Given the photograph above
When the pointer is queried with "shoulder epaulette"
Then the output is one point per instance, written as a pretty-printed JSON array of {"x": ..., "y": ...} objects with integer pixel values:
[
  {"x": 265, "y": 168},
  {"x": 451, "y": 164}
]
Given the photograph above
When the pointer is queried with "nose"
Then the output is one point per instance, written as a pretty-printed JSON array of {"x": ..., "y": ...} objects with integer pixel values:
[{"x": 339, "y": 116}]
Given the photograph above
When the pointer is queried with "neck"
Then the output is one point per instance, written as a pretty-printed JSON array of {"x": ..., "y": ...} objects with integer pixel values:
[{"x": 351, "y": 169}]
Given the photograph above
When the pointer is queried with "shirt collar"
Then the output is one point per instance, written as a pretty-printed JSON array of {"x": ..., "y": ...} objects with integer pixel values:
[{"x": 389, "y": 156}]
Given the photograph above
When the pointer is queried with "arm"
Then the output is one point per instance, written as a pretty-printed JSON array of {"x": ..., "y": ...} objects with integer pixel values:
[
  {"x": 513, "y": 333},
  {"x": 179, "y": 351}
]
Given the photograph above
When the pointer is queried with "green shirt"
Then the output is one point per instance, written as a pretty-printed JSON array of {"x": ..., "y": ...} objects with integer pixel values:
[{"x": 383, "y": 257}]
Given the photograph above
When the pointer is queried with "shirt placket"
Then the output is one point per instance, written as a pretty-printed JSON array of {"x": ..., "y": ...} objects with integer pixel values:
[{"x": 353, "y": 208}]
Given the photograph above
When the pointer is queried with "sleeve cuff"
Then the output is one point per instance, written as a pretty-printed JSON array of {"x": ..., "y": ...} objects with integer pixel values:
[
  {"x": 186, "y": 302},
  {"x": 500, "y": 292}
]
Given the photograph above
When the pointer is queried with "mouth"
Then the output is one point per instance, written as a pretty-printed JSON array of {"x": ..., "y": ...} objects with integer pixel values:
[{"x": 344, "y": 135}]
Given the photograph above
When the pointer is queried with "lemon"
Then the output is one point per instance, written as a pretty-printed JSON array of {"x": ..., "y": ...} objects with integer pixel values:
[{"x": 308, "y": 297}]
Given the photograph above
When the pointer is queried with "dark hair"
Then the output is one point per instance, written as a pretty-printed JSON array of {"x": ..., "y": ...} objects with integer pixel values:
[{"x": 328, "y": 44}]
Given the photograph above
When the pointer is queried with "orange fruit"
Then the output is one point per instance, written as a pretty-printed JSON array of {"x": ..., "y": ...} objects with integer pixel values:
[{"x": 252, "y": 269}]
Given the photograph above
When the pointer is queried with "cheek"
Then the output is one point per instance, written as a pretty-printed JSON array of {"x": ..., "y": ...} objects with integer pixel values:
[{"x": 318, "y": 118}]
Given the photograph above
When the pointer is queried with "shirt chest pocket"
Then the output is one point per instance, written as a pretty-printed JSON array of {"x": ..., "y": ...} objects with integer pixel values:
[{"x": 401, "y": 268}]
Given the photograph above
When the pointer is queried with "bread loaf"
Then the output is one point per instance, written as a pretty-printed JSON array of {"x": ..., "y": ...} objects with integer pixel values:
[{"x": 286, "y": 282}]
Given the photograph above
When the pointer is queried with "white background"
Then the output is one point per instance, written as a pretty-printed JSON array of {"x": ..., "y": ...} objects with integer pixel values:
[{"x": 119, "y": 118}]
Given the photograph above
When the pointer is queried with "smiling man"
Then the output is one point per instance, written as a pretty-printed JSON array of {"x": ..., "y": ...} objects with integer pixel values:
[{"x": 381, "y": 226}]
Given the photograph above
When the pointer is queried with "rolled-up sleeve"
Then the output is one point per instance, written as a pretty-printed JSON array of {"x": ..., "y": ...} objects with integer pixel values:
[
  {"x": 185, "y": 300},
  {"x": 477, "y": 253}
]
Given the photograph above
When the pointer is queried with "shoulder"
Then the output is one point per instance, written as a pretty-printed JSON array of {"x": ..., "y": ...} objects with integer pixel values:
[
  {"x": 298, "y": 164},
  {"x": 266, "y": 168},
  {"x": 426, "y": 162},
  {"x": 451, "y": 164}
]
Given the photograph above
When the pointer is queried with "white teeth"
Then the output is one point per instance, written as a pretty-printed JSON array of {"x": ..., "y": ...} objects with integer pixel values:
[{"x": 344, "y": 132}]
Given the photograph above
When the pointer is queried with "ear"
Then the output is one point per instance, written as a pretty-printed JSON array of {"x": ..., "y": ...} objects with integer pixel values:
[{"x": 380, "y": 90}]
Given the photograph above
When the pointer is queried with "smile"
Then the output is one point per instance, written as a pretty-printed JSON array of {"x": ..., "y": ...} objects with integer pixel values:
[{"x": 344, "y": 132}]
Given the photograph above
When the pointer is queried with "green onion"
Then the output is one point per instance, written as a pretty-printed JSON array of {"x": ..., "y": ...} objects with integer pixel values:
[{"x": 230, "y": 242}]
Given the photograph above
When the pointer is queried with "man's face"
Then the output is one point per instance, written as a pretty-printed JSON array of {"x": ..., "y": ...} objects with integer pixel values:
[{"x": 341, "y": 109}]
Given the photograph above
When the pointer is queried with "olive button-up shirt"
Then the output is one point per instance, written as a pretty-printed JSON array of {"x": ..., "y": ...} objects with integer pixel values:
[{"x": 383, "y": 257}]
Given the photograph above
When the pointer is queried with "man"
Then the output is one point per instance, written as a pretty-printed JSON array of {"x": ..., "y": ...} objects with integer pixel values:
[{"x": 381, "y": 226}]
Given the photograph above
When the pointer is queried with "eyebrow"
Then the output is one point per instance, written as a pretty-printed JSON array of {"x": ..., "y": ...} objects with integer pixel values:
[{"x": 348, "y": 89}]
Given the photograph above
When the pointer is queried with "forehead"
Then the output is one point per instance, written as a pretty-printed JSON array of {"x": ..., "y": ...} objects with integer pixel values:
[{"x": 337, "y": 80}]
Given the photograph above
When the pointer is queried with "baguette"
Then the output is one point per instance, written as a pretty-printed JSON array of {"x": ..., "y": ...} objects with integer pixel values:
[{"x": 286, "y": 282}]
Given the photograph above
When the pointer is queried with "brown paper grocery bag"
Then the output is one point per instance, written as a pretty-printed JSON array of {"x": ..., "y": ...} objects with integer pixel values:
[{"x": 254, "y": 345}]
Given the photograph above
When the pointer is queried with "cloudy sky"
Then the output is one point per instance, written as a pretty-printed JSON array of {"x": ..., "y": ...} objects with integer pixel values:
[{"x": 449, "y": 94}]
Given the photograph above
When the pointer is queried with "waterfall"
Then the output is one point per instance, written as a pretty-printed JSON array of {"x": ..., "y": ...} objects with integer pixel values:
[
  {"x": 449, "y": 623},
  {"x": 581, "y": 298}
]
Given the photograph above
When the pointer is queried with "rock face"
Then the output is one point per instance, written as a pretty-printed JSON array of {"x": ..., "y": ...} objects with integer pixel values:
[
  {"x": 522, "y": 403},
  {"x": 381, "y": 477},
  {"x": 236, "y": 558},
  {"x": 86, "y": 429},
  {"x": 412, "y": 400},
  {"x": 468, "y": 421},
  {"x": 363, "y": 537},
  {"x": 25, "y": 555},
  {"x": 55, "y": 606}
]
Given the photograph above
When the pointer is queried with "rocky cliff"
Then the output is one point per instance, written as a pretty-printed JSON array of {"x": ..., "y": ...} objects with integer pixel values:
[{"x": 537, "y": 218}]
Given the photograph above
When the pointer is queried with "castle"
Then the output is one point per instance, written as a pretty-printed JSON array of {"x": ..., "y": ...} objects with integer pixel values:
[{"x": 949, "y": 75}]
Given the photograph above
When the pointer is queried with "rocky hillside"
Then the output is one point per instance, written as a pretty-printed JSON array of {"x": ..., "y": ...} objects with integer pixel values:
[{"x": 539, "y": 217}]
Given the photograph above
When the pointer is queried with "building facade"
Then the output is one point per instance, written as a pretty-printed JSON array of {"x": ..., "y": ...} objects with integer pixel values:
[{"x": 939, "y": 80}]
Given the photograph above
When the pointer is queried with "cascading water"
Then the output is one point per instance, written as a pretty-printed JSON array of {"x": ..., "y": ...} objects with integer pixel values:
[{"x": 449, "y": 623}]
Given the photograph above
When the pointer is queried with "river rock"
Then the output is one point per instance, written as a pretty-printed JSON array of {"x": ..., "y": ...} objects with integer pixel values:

----

Where a line above contains the word "white", copy that line.

When the pointer is queried with "white background"
When the pointer is queried with "white teeth"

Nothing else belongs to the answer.